EXERCISE AIM - Copy the entries from the start through the line that contains "point(677, 372)", switching "Match-analytics pass" to "Annotation pass" and leaving everything else as it is. Omit the pictures.

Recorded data
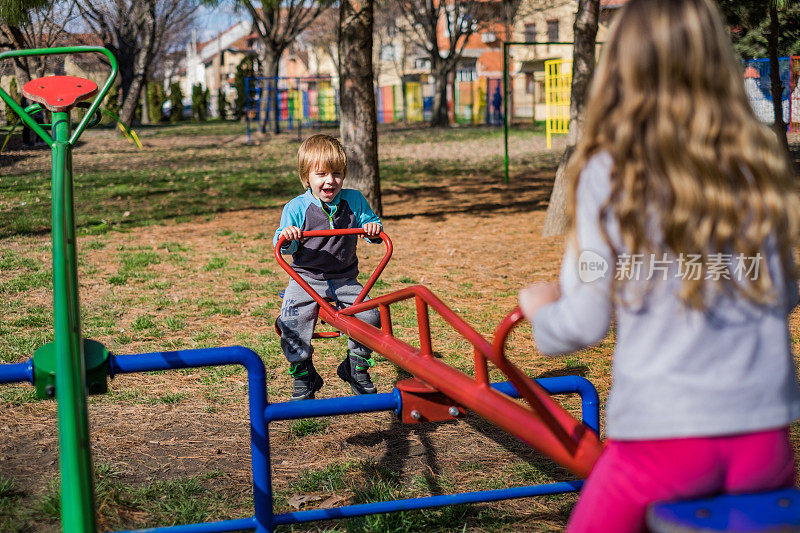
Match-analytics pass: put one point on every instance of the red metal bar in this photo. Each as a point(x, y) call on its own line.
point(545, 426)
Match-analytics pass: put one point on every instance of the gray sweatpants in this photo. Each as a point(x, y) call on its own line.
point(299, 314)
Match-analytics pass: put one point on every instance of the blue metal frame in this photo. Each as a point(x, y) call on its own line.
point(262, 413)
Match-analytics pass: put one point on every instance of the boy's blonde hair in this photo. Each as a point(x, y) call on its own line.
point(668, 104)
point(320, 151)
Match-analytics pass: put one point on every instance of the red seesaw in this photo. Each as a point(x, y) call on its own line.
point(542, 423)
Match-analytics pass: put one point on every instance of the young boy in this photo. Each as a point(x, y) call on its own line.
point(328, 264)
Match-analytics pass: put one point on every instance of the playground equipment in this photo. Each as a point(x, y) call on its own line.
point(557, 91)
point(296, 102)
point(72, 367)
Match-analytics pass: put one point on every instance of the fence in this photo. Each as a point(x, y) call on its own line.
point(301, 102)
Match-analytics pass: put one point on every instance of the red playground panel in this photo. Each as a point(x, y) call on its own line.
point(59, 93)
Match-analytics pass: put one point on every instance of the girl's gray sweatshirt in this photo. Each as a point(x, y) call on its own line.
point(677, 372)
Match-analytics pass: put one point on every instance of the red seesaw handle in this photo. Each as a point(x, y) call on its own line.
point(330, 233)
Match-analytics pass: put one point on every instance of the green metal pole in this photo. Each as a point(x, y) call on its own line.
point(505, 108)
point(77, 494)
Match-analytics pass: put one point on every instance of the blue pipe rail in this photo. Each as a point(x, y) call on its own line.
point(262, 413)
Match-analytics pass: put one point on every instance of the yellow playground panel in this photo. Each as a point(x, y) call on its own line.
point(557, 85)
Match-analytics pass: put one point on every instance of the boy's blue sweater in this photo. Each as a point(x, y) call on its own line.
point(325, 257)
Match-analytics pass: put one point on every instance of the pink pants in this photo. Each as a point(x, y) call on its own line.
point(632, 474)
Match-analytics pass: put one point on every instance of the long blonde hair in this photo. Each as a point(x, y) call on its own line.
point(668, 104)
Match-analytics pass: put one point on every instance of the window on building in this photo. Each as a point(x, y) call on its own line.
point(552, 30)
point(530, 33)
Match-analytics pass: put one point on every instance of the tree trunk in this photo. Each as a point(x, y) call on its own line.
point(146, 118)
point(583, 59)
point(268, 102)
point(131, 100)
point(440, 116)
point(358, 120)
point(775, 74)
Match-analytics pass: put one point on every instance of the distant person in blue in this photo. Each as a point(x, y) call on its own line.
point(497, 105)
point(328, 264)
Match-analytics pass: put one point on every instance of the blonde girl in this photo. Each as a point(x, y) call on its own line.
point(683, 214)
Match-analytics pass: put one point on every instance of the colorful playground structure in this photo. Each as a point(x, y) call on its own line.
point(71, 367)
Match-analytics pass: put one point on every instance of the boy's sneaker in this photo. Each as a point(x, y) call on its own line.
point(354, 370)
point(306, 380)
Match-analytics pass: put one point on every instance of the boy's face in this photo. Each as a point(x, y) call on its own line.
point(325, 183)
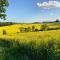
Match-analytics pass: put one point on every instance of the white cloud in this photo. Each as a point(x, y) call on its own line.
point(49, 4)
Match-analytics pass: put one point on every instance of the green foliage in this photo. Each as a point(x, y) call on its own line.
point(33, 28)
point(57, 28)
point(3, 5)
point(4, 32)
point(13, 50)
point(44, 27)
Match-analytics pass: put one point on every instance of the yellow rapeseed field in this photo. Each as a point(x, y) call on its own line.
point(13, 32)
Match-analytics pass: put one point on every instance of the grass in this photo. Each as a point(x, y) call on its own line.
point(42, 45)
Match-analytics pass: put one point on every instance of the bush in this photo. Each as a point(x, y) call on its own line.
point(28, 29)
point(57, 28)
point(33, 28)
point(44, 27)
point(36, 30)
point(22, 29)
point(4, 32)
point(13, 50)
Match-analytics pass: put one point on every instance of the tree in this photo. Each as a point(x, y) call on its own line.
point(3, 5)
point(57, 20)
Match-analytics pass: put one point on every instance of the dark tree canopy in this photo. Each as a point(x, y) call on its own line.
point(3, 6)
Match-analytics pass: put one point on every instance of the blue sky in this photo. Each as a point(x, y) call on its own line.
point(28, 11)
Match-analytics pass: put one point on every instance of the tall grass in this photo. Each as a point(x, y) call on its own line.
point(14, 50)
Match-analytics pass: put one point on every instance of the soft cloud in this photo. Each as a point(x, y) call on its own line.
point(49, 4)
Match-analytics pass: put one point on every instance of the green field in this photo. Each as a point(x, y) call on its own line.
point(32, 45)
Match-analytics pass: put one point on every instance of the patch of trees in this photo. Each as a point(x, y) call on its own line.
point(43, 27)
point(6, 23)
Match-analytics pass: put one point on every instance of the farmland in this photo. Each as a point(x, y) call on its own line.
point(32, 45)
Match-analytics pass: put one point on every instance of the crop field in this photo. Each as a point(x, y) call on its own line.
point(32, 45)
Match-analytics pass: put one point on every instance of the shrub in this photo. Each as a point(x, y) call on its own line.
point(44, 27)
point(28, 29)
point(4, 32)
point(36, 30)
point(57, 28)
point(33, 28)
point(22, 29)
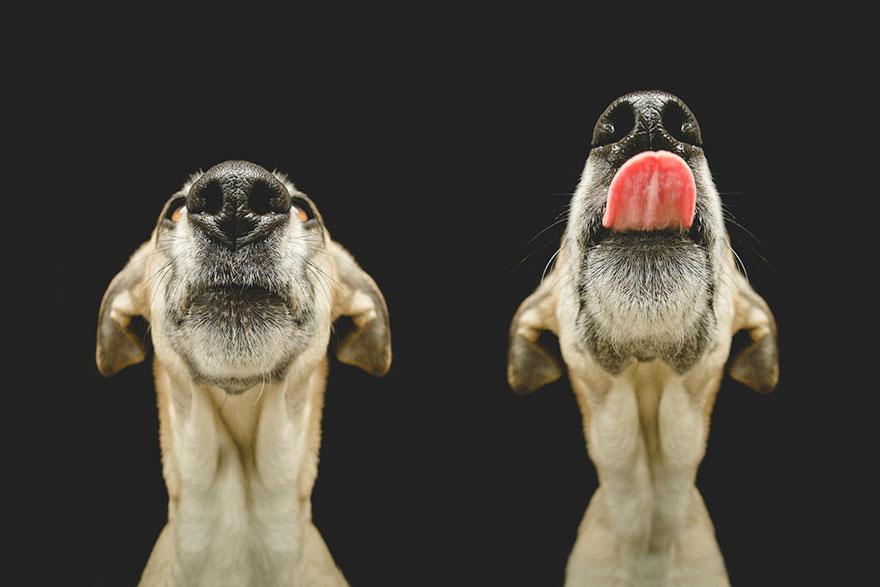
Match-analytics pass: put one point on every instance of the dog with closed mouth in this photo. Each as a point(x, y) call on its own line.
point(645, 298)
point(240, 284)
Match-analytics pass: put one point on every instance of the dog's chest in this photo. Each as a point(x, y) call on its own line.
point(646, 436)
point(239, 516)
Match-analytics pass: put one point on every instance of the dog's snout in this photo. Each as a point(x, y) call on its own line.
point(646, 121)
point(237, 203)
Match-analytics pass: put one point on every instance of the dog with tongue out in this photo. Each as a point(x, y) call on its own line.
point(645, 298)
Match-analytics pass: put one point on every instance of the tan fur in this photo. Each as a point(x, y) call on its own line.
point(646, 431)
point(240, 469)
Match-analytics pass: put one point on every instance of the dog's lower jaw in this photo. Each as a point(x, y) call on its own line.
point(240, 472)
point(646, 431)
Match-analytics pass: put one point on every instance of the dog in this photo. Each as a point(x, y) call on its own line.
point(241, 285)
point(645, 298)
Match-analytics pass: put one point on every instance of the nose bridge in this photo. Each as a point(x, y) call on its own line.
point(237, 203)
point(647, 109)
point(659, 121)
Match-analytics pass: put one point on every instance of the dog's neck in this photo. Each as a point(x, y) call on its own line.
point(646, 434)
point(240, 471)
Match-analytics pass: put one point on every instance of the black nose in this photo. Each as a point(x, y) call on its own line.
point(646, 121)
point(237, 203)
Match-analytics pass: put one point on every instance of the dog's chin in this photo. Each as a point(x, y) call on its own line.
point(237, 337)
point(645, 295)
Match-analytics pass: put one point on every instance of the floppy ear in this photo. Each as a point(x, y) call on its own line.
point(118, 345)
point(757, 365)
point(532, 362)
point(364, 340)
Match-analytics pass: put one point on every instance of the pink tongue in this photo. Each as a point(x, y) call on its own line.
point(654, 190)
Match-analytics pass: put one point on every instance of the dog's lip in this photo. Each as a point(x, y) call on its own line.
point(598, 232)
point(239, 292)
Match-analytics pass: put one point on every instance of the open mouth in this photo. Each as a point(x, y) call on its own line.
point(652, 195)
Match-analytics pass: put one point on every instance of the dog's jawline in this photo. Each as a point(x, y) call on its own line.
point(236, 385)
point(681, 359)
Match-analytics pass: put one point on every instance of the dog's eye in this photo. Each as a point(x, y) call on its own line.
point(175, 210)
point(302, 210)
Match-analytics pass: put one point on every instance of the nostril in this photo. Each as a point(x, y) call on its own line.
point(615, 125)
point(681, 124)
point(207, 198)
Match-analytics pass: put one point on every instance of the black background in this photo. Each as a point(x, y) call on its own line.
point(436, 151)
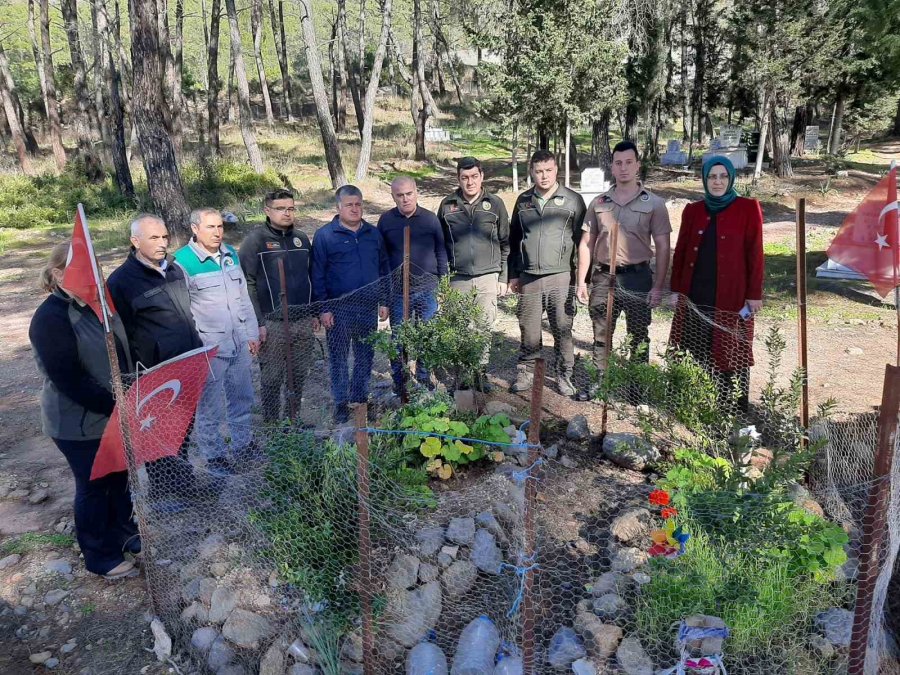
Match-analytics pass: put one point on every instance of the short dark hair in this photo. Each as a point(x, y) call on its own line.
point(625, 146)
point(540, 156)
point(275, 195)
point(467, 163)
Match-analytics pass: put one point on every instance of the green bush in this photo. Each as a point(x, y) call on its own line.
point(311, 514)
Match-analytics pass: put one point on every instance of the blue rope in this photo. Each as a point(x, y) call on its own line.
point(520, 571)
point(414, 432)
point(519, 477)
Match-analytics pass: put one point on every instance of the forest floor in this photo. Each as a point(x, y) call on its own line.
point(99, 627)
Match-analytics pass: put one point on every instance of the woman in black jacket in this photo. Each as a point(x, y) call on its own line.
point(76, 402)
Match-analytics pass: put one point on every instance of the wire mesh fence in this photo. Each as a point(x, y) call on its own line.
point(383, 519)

WRITTEN SOLUTION -
Annotation pass: put one point on every instance of the red metal bar in this photo. Each as a point(x, y) call on its own line.
point(545, 426)
Annotation pass: put one point on every instance of the gray sweatpants in this photo. Each as a point(x, y) call on its own line.
point(299, 314)
Annotation pass: put one point on every instance of the blue metal frame in this photo. Each as a point(x, y) call on its own line.
point(262, 413)
Annotation pass: put one point on every instance of the boy's blonde hair in this photo. Each as a point(x, y) call on its own line.
point(668, 104)
point(320, 151)
Annotation pass: put one point on every instance of the red seesaw in this photo. Each as a point(x, y) call on its own line.
point(542, 423)
Annotation pass: put one point on every instance of the young boy in this photo. Each as a point(x, y) call on its own line.
point(328, 264)
Annotation pass: put one point on every instance of the playground equipment in this photo. Each as a point(x, y) call on its own line.
point(557, 91)
point(296, 102)
point(72, 367)
Annotation pass: put one point on every instance of the fence in this photo. Each as a point(x, y) call on its own line.
point(301, 102)
Annotation pass: put one point on every instance of the red playground panel in this photo. Each as a point(x, y) call on its own line.
point(59, 93)
Annotation pass: put one point on every instance of the girl's gray sweatshirt in this photo. Each as a point(x, y) call on its own line.
point(677, 372)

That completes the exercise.